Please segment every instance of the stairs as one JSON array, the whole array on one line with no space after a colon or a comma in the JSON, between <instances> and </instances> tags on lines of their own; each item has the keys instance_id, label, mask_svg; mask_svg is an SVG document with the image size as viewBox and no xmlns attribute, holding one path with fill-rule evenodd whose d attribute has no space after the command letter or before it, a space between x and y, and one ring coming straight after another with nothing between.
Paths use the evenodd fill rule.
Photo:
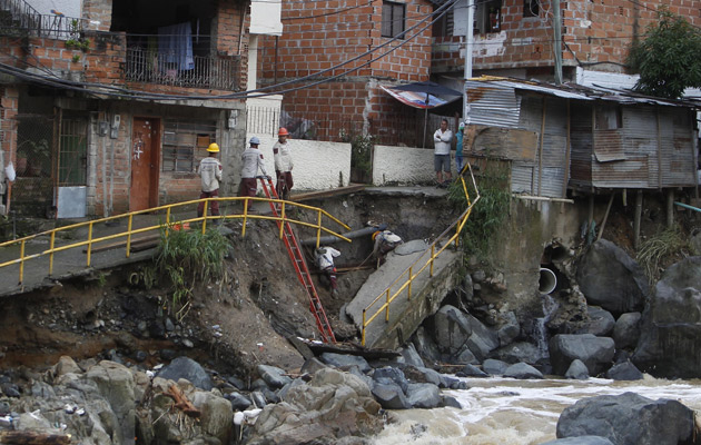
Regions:
<instances>
[{"instance_id":1,"label":"stairs","mask_svg":"<svg viewBox=\"0 0 701 445\"><path fill-rule=\"evenodd\" d=\"M277 191L273 186L273 180L265 177L259 176L260 182L263 184L263 190L265 196L269 199L279 199L277 196ZM273 210L273 215L279 216L279 204L269 202L270 210ZM285 246L287 247L287 253L289 254L289 258L293 261L293 266L295 267L295 271L297 273L297 278L302 286L304 286L307 295L309 296L309 310L316 318L316 326L322 334L322 339L324 343L336 343L336 337L334 337L334 332L326 318L326 313L324 312L324 307L322 306L322 300L316 291L316 287L314 287L314 283L312 281L312 275L309 274L309 268L307 267L307 261L304 258L304 253L300 249L300 245L297 241L297 237L293 231L289 222L277 221L278 228L280 225L284 225L283 228L283 238L285 240Z\"/></svg>"}]
</instances>

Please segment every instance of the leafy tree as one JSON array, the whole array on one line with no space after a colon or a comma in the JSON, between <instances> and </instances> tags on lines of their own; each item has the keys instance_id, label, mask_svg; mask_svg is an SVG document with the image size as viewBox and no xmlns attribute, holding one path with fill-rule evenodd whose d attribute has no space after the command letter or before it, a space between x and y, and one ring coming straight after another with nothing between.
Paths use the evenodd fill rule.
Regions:
<instances>
[{"instance_id":1,"label":"leafy tree","mask_svg":"<svg viewBox=\"0 0 701 445\"><path fill-rule=\"evenodd\" d=\"M635 90L668 99L701 87L701 31L683 17L661 9L644 40L633 42L629 65L640 73Z\"/></svg>"}]
</instances>

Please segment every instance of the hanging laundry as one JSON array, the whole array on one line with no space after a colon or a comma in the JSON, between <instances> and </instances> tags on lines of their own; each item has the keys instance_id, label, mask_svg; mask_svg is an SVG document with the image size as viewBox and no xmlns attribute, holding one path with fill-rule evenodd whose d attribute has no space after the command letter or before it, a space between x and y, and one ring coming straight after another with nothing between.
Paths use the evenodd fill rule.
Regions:
<instances>
[{"instance_id":1,"label":"hanging laundry","mask_svg":"<svg viewBox=\"0 0 701 445\"><path fill-rule=\"evenodd\" d=\"M158 28L158 57L161 63L174 63L180 71L195 68L189 22Z\"/></svg>"}]
</instances>

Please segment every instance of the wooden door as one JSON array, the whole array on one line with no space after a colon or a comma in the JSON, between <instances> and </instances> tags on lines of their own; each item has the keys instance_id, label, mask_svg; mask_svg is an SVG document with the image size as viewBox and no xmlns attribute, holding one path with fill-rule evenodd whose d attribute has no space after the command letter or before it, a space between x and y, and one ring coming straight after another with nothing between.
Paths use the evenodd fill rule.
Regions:
<instances>
[{"instance_id":1,"label":"wooden door","mask_svg":"<svg viewBox=\"0 0 701 445\"><path fill-rule=\"evenodd\" d=\"M131 131L131 189L129 210L158 205L158 122L134 118Z\"/></svg>"}]
</instances>

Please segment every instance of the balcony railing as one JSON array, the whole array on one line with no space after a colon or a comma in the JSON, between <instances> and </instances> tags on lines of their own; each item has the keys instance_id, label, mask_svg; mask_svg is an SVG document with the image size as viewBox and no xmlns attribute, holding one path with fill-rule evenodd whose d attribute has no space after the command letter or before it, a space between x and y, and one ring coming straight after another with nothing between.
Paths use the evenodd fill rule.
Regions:
<instances>
[{"instance_id":1,"label":"balcony railing","mask_svg":"<svg viewBox=\"0 0 701 445\"><path fill-rule=\"evenodd\" d=\"M239 89L240 57L194 56L190 69L180 69L179 56L144 48L127 49L127 81L168 85L174 87Z\"/></svg>"},{"instance_id":2,"label":"balcony railing","mask_svg":"<svg viewBox=\"0 0 701 445\"><path fill-rule=\"evenodd\" d=\"M0 34L68 40L86 28L85 19L40 14L24 0L0 0Z\"/></svg>"}]
</instances>

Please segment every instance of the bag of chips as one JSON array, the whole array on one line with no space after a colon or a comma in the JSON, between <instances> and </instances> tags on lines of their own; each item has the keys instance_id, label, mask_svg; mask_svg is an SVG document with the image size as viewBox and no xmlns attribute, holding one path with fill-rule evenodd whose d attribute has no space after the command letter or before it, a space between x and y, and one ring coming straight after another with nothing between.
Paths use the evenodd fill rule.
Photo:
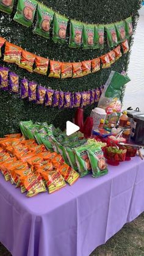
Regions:
<instances>
[{"instance_id":1,"label":"bag of chips","mask_svg":"<svg viewBox=\"0 0 144 256\"><path fill-rule=\"evenodd\" d=\"M38 2L37 6L37 23L34 32L49 38L49 29L53 20L54 11L46 5Z\"/></svg>"},{"instance_id":2,"label":"bag of chips","mask_svg":"<svg viewBox=\"0 0 144 256\"><path fill-rule=\"evenodd\" d=\"M72 77L72 64L70 62L62 62L61 65L62 78Z\"/></svg>"},{"instance_id":3,"label":"bag of chips","mask_svg":"<svg viewBox=\"0 0 144 256\"><path fill-rule=\"evenodd\" d=\"M74 20L70 21L70 36L69 46L80 48L82 44L82 32L83 24Z\"/></svg>"},{"instance_id":4,"label":"bag of chips","mask_svg":"<svg viewBox=\"0 0 144 256\"><path fill-rule=\"evenodd\" d=\"M115 30L115 24L113 23L105 25L105 29L107 32L107 44L110 47L113 47L118 44L118 39Z\"/></svg>"},{"instance_id":5,"label":"bag of chips","mask_svg":"<svg viewBox=\"0 0 144 256\"><path fill-rule=\"evenodd\" d=\"M21 98L25 98L28 97L28 81L26 79L21 80Z\"/></svg>"},{"instance_id":6,"label":"bag of chips","mask_svg":"<svg viewBox=\"0 0 144 256\"><path fill-rule=\"evenodd\" d=\"M20 65L21 53L22 49L20 47L6 42L4 61Z\"/></svg>"},{"instance_id":7,"label":"bag of chips","mask_svg":"<svg viewBox=\"0 0 144 256\"><path fill-rule=\"evenodd\" d=\"M52 96L54 94L54 90L46 89L46 95L45 95L45 106L52 106Z\"/></svg>"},{"instance_id":8,"label":"bag of chips","mask_svg":"<svg viewBox=\"0 0 144 256\"><path fill-rule=\"evenodd\" d=\"M10 92L18 93L19 76L13 72L9 72L9 90Z\"/></svg>"},{"instance_id":9,"label":"bag of chips","mask_svg":"<svg viewBox=\"0 0 144 256\"><path fill-rule=\"evenodd\" d=\"M123 20L115 23L115 29L117 35L118 43L124 41L126 39L125 24Z\"/></svg>"},{"instance_id":10,"label":"bag of chips","mask_svg":"<svg viewBox=\"0 0 144 256\"><path fill-rule=\"evenodd\" d=\"M101 148L90 147L88 149L88 155L92 169L93 177L98 177L107 174L107 164Z\"/></svg>"},{"instance_id":11,"label":"bag of chips","mask_svg":"<svg viewBox=\"0 0 144 256\"><path fill-rule=\"evenodd\" d=\"M46 88L42 86L38 86L37 95L37 103L43 104L46 94Z\"/></svg>"},{"instance_id":12,"label":"bag of chips","mask_svg":"<svg viewBox=\"0 0 144 256\"><path fill-rule=\"evenodd\" d=\"M68 19L55 13L53 22L52 40L54 43L65 43Z\"/></svg>"},{"instance_id":13,"label":"bag of chips","mask_svg":"<svg viewBox=\"0 0 144 256\"><path fill-rule=\"evenodd\" d=\"M35 59L35 55L29 51L23 49L21 57L21 62L19 67L24 68L29 72L32 72L32 66Z\"/></svg>"},{"instance_id":14,"label":"bag of chips","mask_svg":"<svg viewBox=\"0 0 144 256\"><path fill-rule=\"evenodd\" d=\"M102 62L102 68L109 68L110 67L110 63L109 60L109 54L103 55L100 57Z\"/></svg>"},{"instance_id":15,"label":"bag of chips","mask_svg":"<svg viewBox=\"0 0 144 256\"><path fill-rule=\"evenodd\" d=\"M0 57L1 57L1 48L4 45L5 39L3 37L0 37Z\"/></svg>"},{"instance_id":16,"label":"bag of chips","mask_svg":"<svg viewBox=\"0 0 144 256\"><path fill-rule=\"evenodd\" d=\"M11 14L13 10L14 0L1 0L0 10Z\"/></svg>"},{"instance_id":17,"label":"bag of chips","mask_svg":"<svg viewBox=\"0 0 144 256\"><path fill-rule=\"evenodd\" d=\"M34 72L46 75L48 69L49 59L40 56L35 56L35 66Z\"/></svg>"},{"instance_id":18,"label":"bag of chips","mask_svg":"<svg viewBox=\"0 0 144 256\"><path fill-rule=\"evenodd\" d=\"M14 21L26 27L32 26L37 5L37 2L35 0L18 0Z\"/></svg>"},{"instance_id":19,"label":"bag of chips","mask_svg":"<svg viewBox=\"0 0 144 256\"><path fill-rule=\"evenodd\" d=\"M59 61L50 60L50 73L49 78L60 78L62 63Z\"/></svg>"},{"instance_id":20,"label":"bag of chips","mask_svg":"<svg viewBox=\"0 0 144 256\"><path fill-rule=\"evenodd\" d=\"M0 67L0 89L2 90L8 90L8 75L9 68Z\"/></svg>"},{"instance_id":21,"label":"bag of chips","mask_svg":"<svg viewBox=\"0 0 144 256\"><path fill-rule=\"evenodd\" d=\"M126 53L128 51L129 51L129 44L128 40L126 39L125 41L123 42L122 43L122 47L123 50L123 53Z\"/></svg>"},{"instance_id":22,"label":"bag of chips","mask_svg":"<svg viewBox=\"0 0 144 256\"><path fill-rule=\"evenodd\" d=\"M73 62L73 78L80 78L83 76L82 72L82 62Z\"/></svg>"},{"instance_id":23,"label":"bag of chips","mask_svg":"<svg viewBox=\"0 0 144 256\"><path fill-rule=\"evenodd\" d=\"M34 82L29 82L29 101L36 102L37 100L37 85Z\"/></svg>"},{"instance_id":24,"label":"bag of chips","mask_svg":"<svg viewBox=\"0 0 144 256\"><path fill-rule=\"evenodd\" d=\"M131 16L125 20L125 30L126 38L129 38L132 34L132 22Z\"/></svg>"}]
</instances>

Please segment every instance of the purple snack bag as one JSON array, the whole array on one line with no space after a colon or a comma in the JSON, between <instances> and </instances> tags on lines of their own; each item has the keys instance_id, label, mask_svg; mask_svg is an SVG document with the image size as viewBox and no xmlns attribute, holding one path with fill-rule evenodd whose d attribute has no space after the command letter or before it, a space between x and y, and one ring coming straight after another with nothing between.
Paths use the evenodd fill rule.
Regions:
<instances>
[{"instance_id":1,"label":"purple snack bag","mask_svg":"<svg viewBox=\"0 0 144 256\"><path fill-rule=\"evenodd\" d=\"M24 78L21 80L21 98L25 98L28 96L28 81Z\"/></svg>"},{"instance_id":2,"label":"purple snack bag","mask_svg":"<svg viewBox=\"0 0 144 256\"><path fill-rule=\"evenodd\" d=\"M64 92L64 108L71 106L71 92Z\"/></svg>"},{"instance_id":3,"label":"purple snack bag","mask_svg":"<svg viewBox=\"0 0 144 256\"><path fill-rule=\"evenodd\" d=\"M37 100L37 87L34 82L29 82L29 101L36 102Z\"/></svg>"},{"instance_id":4,"label":"purple snack bag","mask_svg":"<svg viewBox=\"0 0 144 256\"><path fill-rule=\"evenodd\" d=\"M81 95L82 95L82 98L81 98L81 108L83 108L87 105L87 92L82 92Z\"/></svg>"},{"instance_id":5,"label":"purple snack bag","mask_svg":"<svg viewBox=\"0 0 144 256\"><path fill-rule=\"evenodd\" d=\"M9 90L10 92L18 93L19 76L13 72L9 72Z\"/></svg>"},{"instance_id":6,"label":"purple snack bag","mask_svg":"<svg viewBox=\"0 0 144 256\"><path fill-rule=\"evenodd\" d=\"M74 93L74 107L79 108L80 107L81 101L81 92L75 92Z\"/></svg>"},{"instance_id":7,"label":"purple snack bag","mask_svg":"<svg viewBox=\"0 0 144 256\"><path fill-rule=\"evenodd\" d=\"M59 92L59 108L62 108L64 104L64 92Z\"/></svg>"},{"instance_id":8,"label":"purple snack bag","mask_svg":"<svg viewBox=\"0 0 144 256\"><path fill-rule=\"evenodd\" d=\"M55 90L53 95L52 107L57 107L59 102L59 92Z\"/></svg>"},{"instance_id":9,"label":"purple snack bag","mask_svg":"<svg viewBox=\"0 0 144 256\"><path fill-rule=\"evenodd\" d=\"M43 86L38 86L37 93L37 103L43 104L46 94L46 88Z\"/></svg>"},{"instance_id":10,"label":"purple snack bag","mask_svg":"<svg viewBox=\"0 0 144 256\"><path fill-rule=\"evenodd\" d=\"M2 90L8 90L8 75L9 69L0 67L0 89Z\"/></svg>"},{"instance_id":11,"label":"purple snack bag","mask_svg":"<svg viewBox=\"0 0 144 256\"><path fill-rule=\"evenodd\" d=\"M46 89L46 96L45 96L45 106L52 106L52 96L54 94L54 90L51 90L49 89Z\"/></svg>"}]
</instances>

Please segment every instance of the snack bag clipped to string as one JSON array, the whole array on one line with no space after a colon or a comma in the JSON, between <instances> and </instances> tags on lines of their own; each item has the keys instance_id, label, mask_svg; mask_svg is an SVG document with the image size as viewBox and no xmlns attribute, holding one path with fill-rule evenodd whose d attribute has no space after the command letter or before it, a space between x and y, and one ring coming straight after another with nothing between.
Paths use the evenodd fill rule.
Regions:
<instances>
[{"instance_id":1,"label":"snack bag clipped to string","mask_svg":"<svg viewBox=\"0 0 144 256\"><path fill-rule=\"evenodd\" d=\"M54 43L65 43L68 19L55 13L53 22L52 40Z\"/></svg>"},{"instance_id":2,"label":"snack bag clipped to string","mask_svg":"<svg viewBox=\"0 0 144 256\"><path fill-rule=\"evenodd\" d=\"M4 61L20 65L21 53L22 48L9 42L6 42Z\"/></svg>"},{"instance_id":3,"label":"snack bag clipped to string","mask_svg":"<svg viewBox=\"0 0 144 256\"><path fill-rule=\"evenodd\" d=\"M132 34L132 16L125 20L126 38L129 38Z\"/></svg>"},{"instance_id":4,"label":"snack bag clipped to string","mask_svg":"<svg viewBox=\"0 0 144 256\"><path fill-rule=\"evenodd\" d=\"M37 87L37 85L35 82L29 82L28 94L29 94L29 101L36 102Z\"/></svg>"},{"instance_id":5,"label":"snack bag clipped to string","mask_svg":"<svg viewBox=\"0 0 144 256\"><path fill-rule=\"evenodd\" d=\"M107 174L107 164L101 148L91 147L88 150L88 155L92 166L93 177L98 177Z\"/></svg>"},{"instance_id":6,"label":"snack bag clipped to string","mask_svg":"<svg viewBox=\"0 0 144 256\"><path fill-rule=\"evenodd\" d=\"M9 90L10 92L18 93L19 76L13 72L9 72Z\"/></svg>"},{"instance_id":7,"label":"snack bag clipped to string","mask_svg":"<svg viewBox=\"0 0 144 256\"><path fill-rule=\"evenodd\" d=\"M118 43L120 43L126 39L124 21L121 20L121 21L117 22L115 23L115 26L117 35Z\"/></svg>"},{"instance_id":8,"label":"snack bag clipped to string","mask_svg":"<svg viewBox=\"0 0 144 256\"><path fill-rule=\"evenodd\" d=\"M34 72L46 75L48 69L49 59L40 56L35 56L35 66Z\"/></svg>"},{"instance_id":9,"label":"snack bag clipped to string","mask_svg":"<svg viewBox=\"0 0 144 256\"><path fill-rule=\"evenodd\" d=\"M72 64L70 62L62 62L61 65L62 78L72 77Z\"/></svg>"},{"instance_id":10,"label":"snack bag clipped to string","mask_svg":"<svg viewBox=\"0 0 144 256\"><path fill-rule=\"evenodd\" d=\"M19 67L20 68L26 69L29 72L32 72L32 67L34 64L35 59L35 54L23 49L21 57L21 62L19 64Z\"/></svg>"},{"instance_id":11,"label":"snack bag clipped to string","mask_svg":"<svg viewBox=\"0 0 144 256\"><path fill-rule=\"evenodd\" d=\"M62 63L59 61L50 60L49 78L60 78Z\"/></svg>"},{"instance_id":12,"label":"snack bag clipped to string","mask_svg":"<svg viewBox=\"0 0 144 256\"><path fill-rule=\"evenodd\" d=\"M1 0L0 10L11 14L13 10L14 0Z\"/></svg>"},{"instance_id":13,"label":"snack bag clipped to string","mask_svg":"<svg viewBox=\"0 0 144 256\"><path fill-rule=\"evenodd\" d=\"M9 68L0 67L0 89L2 90L8 90L8 75Z\"/></svg>"},{"instance_id":14,"label":"snack bag clipped to string","mask_svg":"<svg viewBox=\"0 0 144 256\"><path fill-rule=\"evenodd\" d=\"M128 40L126 39L125 41L123 42L121 45L123 47L123 53L124 54L128 53L129 51L129 44Z\"/></svg>"},{"instance_id":15,"label":"snack bag clipped to string","mask_svg":"<svg viewBox=\"0 0 144 256\"><path fill-rule=\"evenodd\" d=\"M107 32L107 44L110 47L113 47L118 44L117 35L114 24L107 24L105 25L105 29Z\"/></svg>"},{"instance_id":16,"label":"snack bag clipped to string","mask_svg":"<svg viewBox=\"0 0 144 256\"><path fill-rule=\"evenodd\" d=\"M6 40L3 37L0 37L0 58L1 57L1 48L3 46Z\"/></svg>"},{"instance_id":17,"label":"snack bag clipped to string","mask_svg":"<svg viewBox=\"0 0 144 256\"><path fill-rule=\"evenodd\" d=\"M80 48L82 44L83 24L74 20L70 21L70 37L69 46Z\"/></svg>"},{"instance_id":18,"label":"snack bag clipped to string","mask_svg":"<svg viewBox=\"0 0 144 256\"><path fill-rule=\"evenodd\" d=\"M35 0L18 0L17 11L13 18L15 21L26 27L32 26L37 6Z\"/></svg>"},{"instance_id":19,"label":"snack bag clipped to string","mask_svg":"<svg viewBox=\"0 0 144 256\"><path fill-rule=\"evenodd\" d=\"M100 58L93 59L91 61L92 64L92 72L95 73L99 71L101 68Z\"/></svg>"},{"instance_id":20,"label":"snack bag clipped to string","mask_svg":"<svg viewBox=\"0 0 144 256\"><path fill-rule=\"evenodd\" d=\"M37 23L34 32L42 37L49 38L49 29L53 19L54 11L38 2L37 6Z\"/></svg>"}]
</instances>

□ □ □

* [Instructions to follow] Pick out each line of the data above that contains the word "tree" and copy those lines in full. Case counts.

* [Expected output]
Please segment every instance of the leafy tree as one JSON array, the whole array on one line with no space after a colon or a comma in the JSON, between <instances> and </instances> tags on lines of their own; each item has the keys instance_id, label, mask_svg; mask_svg is an SVG document with the image size as viewBox and no xmlns attribute, holding one path with fill-rule evenodd whose d attribute has no space after the command letter or before it, a space between x and y, and one ring coming straight after another with nothing between.
[{"instance_id":1,"label":"leafy tree","mask_svg":"<svg viewBox=\"0 0 701 445\"><path fill-rule=\"evenodd\" d=\"M635 90L668 99L701 87L701 31L683 17L661 9L644 40L633 42L629 65L640 73Z\"/></svg>"}]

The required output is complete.